VOL. XLVI

No 37

15-September-2003
 

IRAQ

 

Occupied Iraq And OPEC Conference Meetings

 

The following article was written for MEES by Dr Fadhil J Chalabi, Executive Director, Centre for Global Energy Studies, London.

 

Since Iraq has been under occupation by the coalition forces, its right to attend OPEC Conference meetings has been questioned by OPEC spokesmen on the grounds that the country lacks a legitimate, internationally recognized government. For this reason, Iraq was excluded from the last OPEC meeting. According to current OPEC interpretation, the conference meetings ought to be attended only by member countries’ legitimately elected ministers or their deputies. The recent formation of Iraq’s governing council and the interim government did not change OPEC’s position vis-à-vis Iraq, but it has recently emphasized that once the UN recognizes Iraq’s present interim government, then Iraq may resume its attendance of OPEC conference meetings.  In other words, Iraq’s OPEC membership, meanwhile, has been de facto suspended, and Iraq’s recently designated oil minister is not considered politically qualified to attend so long as the UN does not recognize Iraq’s government. 

 

However, this stance towards Iraq is unjustified if we examine the nature of OPEC, its history, its statutes and, above all, its long-term interests.

 

When OPEC was founded in Baghdad in September 1960, its entire raison d’être was to defend its members’ interests in confronting the international oil companies’ actions in unilaterally imposing two successive cuts in the then ‘posted price’ which was, at the time, the tax reference determining government revenues. OPEC was never intended to be a political organization representing sovereign states enjoying international, political recognition. In essence, OPEC is an economic group of commodity (oil) exporters and its formation was similar to that of many primary commodity agreements designed by producer-exporters collaborating simply to defend their own interests in international trade and to take action against price volatility of their commodities. In fact,  many primary commodity agreements (involving coffee, copper, diamonds, etc) have been concluded in the past without great success. In the case of OPEC, its success has been derived from the importance of oil in the world economy, as well as oil’s fundamental importance in the economies of the producers themselves.

### DATA SUPPLIED:
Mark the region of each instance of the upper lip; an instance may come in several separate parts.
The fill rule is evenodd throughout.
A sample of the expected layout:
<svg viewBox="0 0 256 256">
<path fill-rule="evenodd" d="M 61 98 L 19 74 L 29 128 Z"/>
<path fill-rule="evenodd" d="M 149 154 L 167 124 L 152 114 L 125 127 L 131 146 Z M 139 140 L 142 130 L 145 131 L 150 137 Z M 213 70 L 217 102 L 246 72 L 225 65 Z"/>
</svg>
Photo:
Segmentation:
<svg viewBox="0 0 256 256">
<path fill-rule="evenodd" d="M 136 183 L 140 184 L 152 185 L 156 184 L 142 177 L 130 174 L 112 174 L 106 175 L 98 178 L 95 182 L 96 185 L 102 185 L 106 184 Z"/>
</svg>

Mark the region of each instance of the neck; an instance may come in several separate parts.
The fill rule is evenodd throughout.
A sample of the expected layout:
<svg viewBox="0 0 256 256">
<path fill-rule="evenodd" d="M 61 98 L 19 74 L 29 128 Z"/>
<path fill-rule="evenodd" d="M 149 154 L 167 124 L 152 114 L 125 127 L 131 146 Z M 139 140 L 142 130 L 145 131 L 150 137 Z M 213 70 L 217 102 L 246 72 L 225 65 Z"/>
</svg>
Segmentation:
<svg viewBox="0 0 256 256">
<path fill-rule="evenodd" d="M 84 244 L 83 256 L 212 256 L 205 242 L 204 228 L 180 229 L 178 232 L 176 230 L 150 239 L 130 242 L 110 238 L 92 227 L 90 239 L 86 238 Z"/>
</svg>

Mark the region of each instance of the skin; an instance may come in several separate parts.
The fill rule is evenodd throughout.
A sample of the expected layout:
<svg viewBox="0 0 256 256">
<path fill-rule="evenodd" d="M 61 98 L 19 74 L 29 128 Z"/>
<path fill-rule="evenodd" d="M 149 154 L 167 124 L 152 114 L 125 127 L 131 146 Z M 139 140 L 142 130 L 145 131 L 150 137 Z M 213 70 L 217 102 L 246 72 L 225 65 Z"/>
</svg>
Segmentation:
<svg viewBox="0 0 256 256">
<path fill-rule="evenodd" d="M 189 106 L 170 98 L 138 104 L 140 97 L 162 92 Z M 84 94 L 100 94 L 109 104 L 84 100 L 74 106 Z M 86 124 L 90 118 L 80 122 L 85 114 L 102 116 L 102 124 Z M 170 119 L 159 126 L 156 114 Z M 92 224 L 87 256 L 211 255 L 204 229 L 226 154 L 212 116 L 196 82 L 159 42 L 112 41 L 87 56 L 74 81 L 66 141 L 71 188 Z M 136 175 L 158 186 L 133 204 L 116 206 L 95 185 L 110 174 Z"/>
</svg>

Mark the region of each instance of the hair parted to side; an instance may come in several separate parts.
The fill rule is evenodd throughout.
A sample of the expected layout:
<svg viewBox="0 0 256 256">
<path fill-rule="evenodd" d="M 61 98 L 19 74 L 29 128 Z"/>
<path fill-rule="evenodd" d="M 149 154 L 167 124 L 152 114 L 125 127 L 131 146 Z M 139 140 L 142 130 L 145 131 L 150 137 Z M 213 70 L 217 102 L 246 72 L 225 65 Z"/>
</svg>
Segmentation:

### OBJECTIVES:
- 1) Present the stretch of the entries from the line containing "Mark the region of each instance of the skin;" through the end of the entries as a numbered list, skipping blank lines.
- 2) Carry the article on Iraq and OPEC forward from its final sentence.
The entries are unrelated to the article on Iraq and OPEC.

### RESPONSES TO THE EXERCISE:
- 1)
1. Mark the region of each instance of the skin; an instance may come in several separate parts.
2. The fill rule is evenodd throughout.
3. A sample of the expected layout:
4. <svg viewBox="0 0 256 256">
5. <path fill-rule="evenodd" d="M 61 98 L 19 74 L 29 128 Z"/>
6. <path fill-rule="evenodd" d="M 149 154 L 167 124 L 152 114 L 125 127 L 131 146 Z M 139 140 L 142 130 L 145 131 L 150 137 Z M 213 70 L 217 102 L 246 72 L 225 65 Z"/>
7. </svg>
8. Segmentation:
9. <svg viewBox="0 0 256 256">
10. <path fill-rule="evenodd" d="M 189 106 L 170 98 L 138 104 L 140 97 L 162 92 Z M 84 94 L 100 94 L 109 104 L 84 100 L 74 106 Z M 86 124 L 90 118 L 80 122 L 85 114 L 102 116 L 102 124 Z M 170 119 L 159 126 L 156 114 Z M 92 224 L 87 256 L 211 255 L 204 229 L 226 154 L 212 116 L 196 82 L 159 42 L 112 41 L 87 56 L 74 81 L 66 141 L 71 188 Z M 136 175 L 158 186 L 133 204 L 116 206 L 95 185 L 110 174 Z"/>
11. </svg>
12. Mark the region of each instance of the hair parted to side; an instance may come in several separate parts.
13. The fill rule is evenodd throughout.
14. A sample of the expected layout:
15. <svg viewBox="0 0 256 256">
16. <path fill-rule="evenodd" d="M 61 98 L 19 74 L 29 128 Z"/>
17. <path fill-rule="evenodd" d="M 149 154 L 167 124 L 152 114 L 125 127 L 131 146 Z M 139 140 L 142 130 L 145 131 L 150 137 Z M 213 70 L 217 102 L 246 72 L 225 65 Z"/>
18. </svg>
19. Segmentation:

- 2)
 

In fact, in 1961, when OPEC sought to establish its headquarters in Geneva, it was its non-political and purely economic nature that proved an obstacle deterring the Swiss authorities from granting the organization international status with diplomatic immunity. They declared that OPEC was not an international organization serving any political end, but a group of commodity exporters that should be treated commercially. For this reason OPEC moved to Vienna, Austria, where chancellor Bruno Kreisky agreed to confer diplomatic status on the organization. At that time, the far-sighted chancellor’s policy was to open the Austrian capital up to more inter-regional and international activity and investment, in order to place Vienna firmly on the international scene. Many UN agencies were transferred to Vienna for the same reason.

 

Furthermore, OPEC’s history shows clearly that its own membership is not contingent upon state sovereignty or UN membership or any obligation for a member country to be internationally recognized. In fact, OPEC Resolution 1.2, para. 3, states: “Any country with substantial exports of crude petroleum can become a member”. The word “country” is reiterated in OPEC resolutions without any qualification, the sole criteria for the member country being its production and export of oil and not whether or not it is a sovereign state, or temporarily colonized, or under a foreign mandate, or, for that matter, under occupation.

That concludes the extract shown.